**PROBLEM DESCRIPTION:** Edit all of the items below, replacing "Annotation task" with "Labeling task" wherever it appears. Return the full text with nothing else altered.

**MATERIAL PROVIDED:**
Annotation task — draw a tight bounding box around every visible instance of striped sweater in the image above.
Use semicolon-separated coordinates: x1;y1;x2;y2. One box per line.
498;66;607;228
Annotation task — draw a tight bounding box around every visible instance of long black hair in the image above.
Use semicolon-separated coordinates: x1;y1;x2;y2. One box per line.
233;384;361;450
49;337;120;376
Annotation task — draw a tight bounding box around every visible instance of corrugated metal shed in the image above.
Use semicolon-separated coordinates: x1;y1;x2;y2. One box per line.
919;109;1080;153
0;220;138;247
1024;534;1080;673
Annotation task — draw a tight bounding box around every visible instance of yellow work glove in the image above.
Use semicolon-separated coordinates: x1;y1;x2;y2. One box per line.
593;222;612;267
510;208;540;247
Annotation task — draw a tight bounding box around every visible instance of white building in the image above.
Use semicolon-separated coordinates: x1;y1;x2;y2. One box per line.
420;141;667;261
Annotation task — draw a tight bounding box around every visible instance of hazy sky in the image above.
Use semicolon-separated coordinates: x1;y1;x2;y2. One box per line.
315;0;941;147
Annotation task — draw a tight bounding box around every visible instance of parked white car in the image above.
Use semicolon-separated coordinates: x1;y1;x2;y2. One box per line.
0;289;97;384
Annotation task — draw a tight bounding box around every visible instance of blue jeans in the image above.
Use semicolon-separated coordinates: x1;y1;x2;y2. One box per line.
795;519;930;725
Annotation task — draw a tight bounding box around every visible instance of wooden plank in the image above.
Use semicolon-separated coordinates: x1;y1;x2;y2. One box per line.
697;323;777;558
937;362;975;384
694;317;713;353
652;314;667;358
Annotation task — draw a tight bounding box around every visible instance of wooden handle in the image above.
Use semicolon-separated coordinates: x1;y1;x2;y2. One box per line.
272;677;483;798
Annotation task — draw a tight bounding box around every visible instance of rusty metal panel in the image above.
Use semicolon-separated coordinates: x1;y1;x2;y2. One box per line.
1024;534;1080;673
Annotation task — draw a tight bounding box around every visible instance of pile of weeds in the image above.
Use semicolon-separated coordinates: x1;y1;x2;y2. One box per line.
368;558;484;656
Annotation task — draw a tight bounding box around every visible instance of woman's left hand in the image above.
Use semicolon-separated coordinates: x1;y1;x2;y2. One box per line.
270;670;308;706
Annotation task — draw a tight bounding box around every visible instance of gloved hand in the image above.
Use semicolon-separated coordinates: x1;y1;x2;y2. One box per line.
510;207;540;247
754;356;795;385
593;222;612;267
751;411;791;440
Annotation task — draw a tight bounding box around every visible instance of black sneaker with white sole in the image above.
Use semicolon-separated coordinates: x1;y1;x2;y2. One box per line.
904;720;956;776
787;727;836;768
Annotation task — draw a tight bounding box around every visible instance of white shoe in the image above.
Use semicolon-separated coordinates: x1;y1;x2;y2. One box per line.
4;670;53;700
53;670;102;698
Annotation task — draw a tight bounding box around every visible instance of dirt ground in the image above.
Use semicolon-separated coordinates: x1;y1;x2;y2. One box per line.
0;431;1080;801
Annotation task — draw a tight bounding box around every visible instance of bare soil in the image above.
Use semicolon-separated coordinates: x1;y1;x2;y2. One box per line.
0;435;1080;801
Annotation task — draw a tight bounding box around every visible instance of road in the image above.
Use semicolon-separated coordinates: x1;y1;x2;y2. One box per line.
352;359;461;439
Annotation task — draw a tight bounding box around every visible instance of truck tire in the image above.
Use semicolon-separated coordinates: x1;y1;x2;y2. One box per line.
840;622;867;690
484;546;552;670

**CORRECT OUTPUT:**
Labeling task — draw a tight bounding box around every visible instance of striped sweater in the image above.
Use semicolon-separated coordinates: x1;y1;x2;y2. One box per line.
498;66;607;228
Labeling task — draw a tight bounding box around every visible instance of long black hair in the image above.
Use semicolon-separated coordinates: x1;y1;x2;y2. One box per line.
233;384;361;450
49;337;120;376
Labeling task — draw a tight bounding box around every visible instance of corrugated metal shed in the image above.
Use semicolon-separated coordinates: x1;y1;x2;y2. One box per line.
919;109;1080;153
0;220;138;247
1024;534;1080;673
Labeling task — draw a tight bounding box around every visible instance of yellow work glove in the image above.
Use semicolon-separated coordinates: x1;y1;x2;y2. One box per line.
593;222;612;267
510;208;540;247
Labeling task — draw a tight bounding box around every visible instance of white building in the image above.
Use semicolon-separated coordinates: x1;y1;x2;y2. One box per line.
420;141;667;261
Labeling task — draw a tight bounding box around every visible instance of hazy sky in the image above.
Use semicolon-separated coordinates: x1;y1;x2;y2. One box per line.
315;0;941;147
Labeling task — draw a tight bounding box around every visible instance of parked white car in the image above.
Use semicolon-separated coordinates: x1;y1;x2;y2. One box per line.
0;289;97;384
Labeling task — draw a tight bounding box around every visible instance of blue jeans in the image above.
Use semicolon-separated coordinates: x1;y1;x2;y2. One box per line.
795;519;930;725
Labeling task — draw a tight bounding box around every visible instance of wooden plank in the image above.
Use semicolon-separated coordinates: x1;y1;x2;y2. One box per line.
697;323;777;558
937;362;975;384
694;317;713;353
652;314;667;358
Labeling task — draw a tight bounding box around every visible instance of wooden handle in the image above.
Use semicolon-separated coordinates: x1;y1;x2;y2. One box per line.
272;677;483;798
Labeling task — draw a tight bounding box around every visible instance of rusty metal panel in the image above.
Use semicolon-separated coordinates: x1;y1;x2;y2. One box per line.
1024;534;1080;673
Labeling task — draw a tight bounding box around every visible instance of pile of weeds in the image above.
Use semicolon-separated coordinates: x1;y1;x2;y2. One box per line.
368;558;484;656
Labeling task — draw a tight bounding box around every visible instance of woman's left hand in the image above.
Use semicolon-separated coordinates: x1;y1;x2;y2. One box per line.
270;670;308;706
Labeling task — draw a tight bounding box around every visible instance of gloved hand in the image above.
Use semicolon-separated coordinates: x1;y1;x2;y2. One box per line.
510;207;540;247
754;356;795;385
593;222;612;267
751;411;791;440
Labeling task — draw a tight bounding box around every visible instance of black sneaker with white sole in the image above.
Use semicolon-separated coordinates: x1;y1;x2;y2. One box per line.
904;720;956;776
787;727;836;768
Labeling task — draw a tight bounding box around every visible instance of white shoe in the image above.
Use semicolon-separated coordinates: x1;y1;x2;y2. One box per line.
4;670;53;700
53;670;102;698
Labeling task — draw a tight bounding box around every visible instance of dirt ground in the image above.
Use semicolon-separated coordinates: x1;y1;x2;y2. One box per line.
0;431;1080;801
Labeling task — draw a tight bounding box around every visible instance of bare soil in the image above.
Use semicolon-separated coordinates: x1;y1;x2;y2. One box per line.
0;435;1080;801
Labeling task — draw a tight bounding box around every visible instance of road in the image above.
Use semicolon-separated coordinates: x1;y1;x2;y2. One box per line.
352;359;461;439
Labeling task — draw a tight bounding box around every visible instance of truck tire in the image above.
Use semicolon-separated coordinates: x1;y1;x2;y2. One box per line.
840;622;867;690
484;546;552;670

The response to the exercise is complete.